====== Bereitgestellter Text ======
# Neu angelegte ftp user können sich nicht einloggen. (530)



## Wh1sper (9. Juni 2015)

Hi,
Beim Einrichten eines neuen ftp users ist mir leider aufgefallen, dass das passwort angeblich ungültig ist.
Wenn ich den Hash in der DB von einem alten ftp user auf den neuen User kopiere klappt es ebenfalls nicht.
Kopiere ich denselben hash auf einen anderen älteren ftp user, klappt das sehr wohl.
Ich habe auch das Login in phpmyadmin geprüft, gleiches Ergebnis.
DEBUG für pure-ftp habe ich eingeschaltet, bringt aber nichts an neuen Erkentnissen.
Die pure ftp mysql config ist seit Jahren unverändert.
In der ftp-user DB sehen die Einträge vollkommen normal aus, finde da nicht, was ein Login verhindern sollte.

ISPConfig ist auf den aktuellen patch 8, ging vorher aber auch nicht.
Debian Wheezy

Hat einer noch einen Tip?
Evtl.
"echo no > /etc/pure-ftpd/conf/PAMAuthentication", habe ich erst jetzt dran gedacht ?


----------



## Wh1sper (9. Juni 2015)

PAMAuthentication auf no hilft auch nicht


----------



## reSh (9. Juni 2015)

Hallo,

steht denn irgendwas in den Logs?


----------



## Wh1sper (9. Juni 2015)
====== Gegebene Daten ======
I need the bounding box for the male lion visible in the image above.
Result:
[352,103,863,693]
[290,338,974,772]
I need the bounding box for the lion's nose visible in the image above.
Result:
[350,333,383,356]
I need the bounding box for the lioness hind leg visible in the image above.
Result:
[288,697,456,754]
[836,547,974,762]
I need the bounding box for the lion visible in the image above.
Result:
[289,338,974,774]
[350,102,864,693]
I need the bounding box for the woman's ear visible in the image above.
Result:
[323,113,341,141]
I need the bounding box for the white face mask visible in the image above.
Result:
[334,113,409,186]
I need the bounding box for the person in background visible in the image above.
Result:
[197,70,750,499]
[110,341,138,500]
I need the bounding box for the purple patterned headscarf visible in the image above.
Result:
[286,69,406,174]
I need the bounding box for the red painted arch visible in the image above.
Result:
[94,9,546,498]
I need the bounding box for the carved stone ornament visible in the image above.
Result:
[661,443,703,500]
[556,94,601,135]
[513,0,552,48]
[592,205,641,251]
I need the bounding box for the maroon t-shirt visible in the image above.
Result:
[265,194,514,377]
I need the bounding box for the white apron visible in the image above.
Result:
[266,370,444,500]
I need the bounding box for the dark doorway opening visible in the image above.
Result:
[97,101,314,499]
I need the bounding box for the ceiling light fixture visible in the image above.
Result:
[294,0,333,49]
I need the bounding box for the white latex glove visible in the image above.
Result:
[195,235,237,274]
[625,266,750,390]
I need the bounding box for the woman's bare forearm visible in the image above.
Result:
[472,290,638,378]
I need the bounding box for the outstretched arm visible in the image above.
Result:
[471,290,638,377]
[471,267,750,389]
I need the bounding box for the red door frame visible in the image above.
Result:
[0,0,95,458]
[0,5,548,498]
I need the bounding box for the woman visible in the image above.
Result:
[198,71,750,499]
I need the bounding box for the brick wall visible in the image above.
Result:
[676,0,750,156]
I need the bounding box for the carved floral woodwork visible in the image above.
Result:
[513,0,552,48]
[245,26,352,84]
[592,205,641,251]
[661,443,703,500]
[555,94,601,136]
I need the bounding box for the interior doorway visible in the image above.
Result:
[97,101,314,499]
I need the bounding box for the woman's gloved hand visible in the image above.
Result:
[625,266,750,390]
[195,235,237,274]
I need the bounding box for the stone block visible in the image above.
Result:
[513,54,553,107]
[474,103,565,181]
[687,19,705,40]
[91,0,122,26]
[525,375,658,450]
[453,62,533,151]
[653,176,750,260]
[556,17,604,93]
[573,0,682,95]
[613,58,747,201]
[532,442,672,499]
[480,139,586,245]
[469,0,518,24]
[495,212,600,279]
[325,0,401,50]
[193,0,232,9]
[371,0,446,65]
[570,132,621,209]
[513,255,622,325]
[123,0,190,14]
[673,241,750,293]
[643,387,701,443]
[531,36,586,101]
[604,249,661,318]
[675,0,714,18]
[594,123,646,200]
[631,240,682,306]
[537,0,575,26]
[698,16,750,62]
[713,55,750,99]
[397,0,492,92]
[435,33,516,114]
======
#### [Aufgabenstellung]
Gib bitte den Forumsthread über neu angelegte FTP-Benutzer, die sich nicht einloggen können, vollständig und Wort für Wort wieder.

#### [Lösung der Übung]
# Neu angelegte ftp user können sich nicht einloggen. (530)



## Wh1sper (9. Juni 2015)

Hi,
Beim Einrichten eines neuen ftp users ist mir leider aufgefallen, dass das passwort angeblich ungültig ist.
Wenn ich den Hash in der DB von einem alten ftp user auf den neuen User kopiere klappt es ebenfalls nicht.
Kopiere ich denselben hash auf einen anderen älteren ftp user, klappt das sehr wohl.
Ich habe auch das Login in phpmyadmin geprüft, gleiches Ergebnis.
DEBUG für pure-ftp habe ich eingeschaltet, bringt aber nichts an neuen Erkentnissen.
Die pure ftp mysql config ist seit Jahren unverändert.
In der ftp-user DB sehen die Einträge vollkommen normal aus, finde da nicht, was ein Login verhindern sollte.

ISPConfig ist auf den aktuellen patch 8, ging vorher aber auch nicht.
Debian Wheezy

Hat einer noch einen Tip?
Evtl.
"echo no > /etc/pure-ftpd/conf/PAMAuthentication", habe ich erst jetzt dran gedacht ?


----------



## Wh1sper (9. Juni 2015)

PAMAuthentication auf no hilft auch nicht


----------



## reSh (9. Juni 2015)

Hallo,

steht denn irgendwas in den Logs?


----------



## Wh1sper (9. Juni 2015)